- Required action 1 -
For each of statements (a), (b), and (c), say whether it agrees with the passage on the health insurance mandate, answering yes or no and quoting the exact words of the passage that decide it. (a) The Senate vote on repealing the law was 51-47. (b) The new law requires insurers to offer coverage regardless of medical history starting in 2012. (c) The insurance lobby has opposed the individual mandate.
- Required action 2 -
Reproduce word for word the part of the passage on the health insurance mandate that opens with the words containing "The insurance lobby, which" and closes with "to become effective.".

- Document section -
Senate Republicans’ attempt Wednesday to repeal the law was defeated on a party-line, 51-47 vote, falling far short of the 60 needed to waive the budget rules (a prerequisite to killing the Affordable Care Act, which is projected to save money over the coming decade). Simply having a vote, however, was the best the GOP could hope for; if a bill repealing the law made it through Congress, President Obama would certainly veto it.


With both chambers now having recorded their votes, lawmakers can move past the binary debate over repealing the law and get on with the work of addressing its shortcomings. In particular, they could explore how to make healthcare more affordable without the hotly disputed requirement that adult Americans buy health insurance.

The ‘individual mandate’ is in the law purely as a way to achieve a widely shared goal, to wit ...

... giving consumers with preexisting conditions better access to the individual insurance market. Insurers frequently shun these customers, forcing them to choose between buying expensive (and incomplete) coverage from state high-risk pools or going uninsured. Given that much of the cost of treating the uninsured gets passed on to people with insurance, it’s in everyone’s interest to extend coverage to more people with preexisting conditions so that they receive better-coordinated and more-efficient care. The new law requires insurers to offer coverage to people regardless of their medical histories, starting in 2014. The point of the individual mandate is to deter people from purchasing coverage only when they need costly healthcare -- a phenomenon known as ‘adverse risk selection’ that could drive up premiums sharply. But even supporters of the mandate (including The Times’ editorial board) acknowledge that it may not be strong enough to stop many people from gaming the system. That’s because the penalty for not buying insurance will be significantly lower for many consumers and businesses than the premiums they would have to pay.

The insurance lobby, which has been the strongest advocate of the mandate, has started to talk up an alternative approach similar to the one Congress took with the Medicare prescription drug benefit. Consumers who don’t sign up for coverage during the annual open-enrollment period would face higher premiums when they ultimately do sign up. And the longer they waited to sign up, the longer they would have to wait for their coverage to become effective.

One problem with that suggestion -- as with any proposal based on ratcheting up the penalties for those who don’t obtain coverage -- is that it doesn’t make it easier for people to sign up in the first place. David Kendall, a health policy analyst for the centrist Third Way think tank, said he’s worried that many consumers who can’t get coverage through an employer wouldn’t learn about the mandate until it was too late to avoid the penalties.

- Records taken from a collection -
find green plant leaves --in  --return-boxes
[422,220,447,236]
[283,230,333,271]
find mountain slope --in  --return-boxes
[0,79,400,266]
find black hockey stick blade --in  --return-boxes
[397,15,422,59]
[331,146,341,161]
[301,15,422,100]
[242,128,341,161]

==

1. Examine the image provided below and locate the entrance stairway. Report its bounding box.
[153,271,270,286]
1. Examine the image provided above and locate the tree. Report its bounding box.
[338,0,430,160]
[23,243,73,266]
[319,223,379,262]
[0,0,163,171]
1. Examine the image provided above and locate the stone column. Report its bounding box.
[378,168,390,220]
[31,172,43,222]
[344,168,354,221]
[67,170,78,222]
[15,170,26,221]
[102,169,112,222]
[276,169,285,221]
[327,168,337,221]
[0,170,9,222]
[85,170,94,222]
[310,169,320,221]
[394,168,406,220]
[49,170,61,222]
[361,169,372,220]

- Exercise response 1 -
(a) Yes: "was defeated on a party-line, 51-47 vote"
(b) No: "The new law requires insurers to offer coverage to people regardless of their medical histories, starting in 2014."
(c) No: "The insurance lobby, which has been the strongest advocate of the mandate"

- Exercise response 2 -
The insurance lobby, which has been the strongest advocate of the mandate, has started to talk up an alternative approach similar to the one Congress took with the Medicare prescription drug benefit. Consumers who don’t sign up for coverage during the annual open-enrollment period would face higher premiums when they ultimately do sign up. And the longer they waited to sign up, the longer they would have to wait for their coverage to become effective.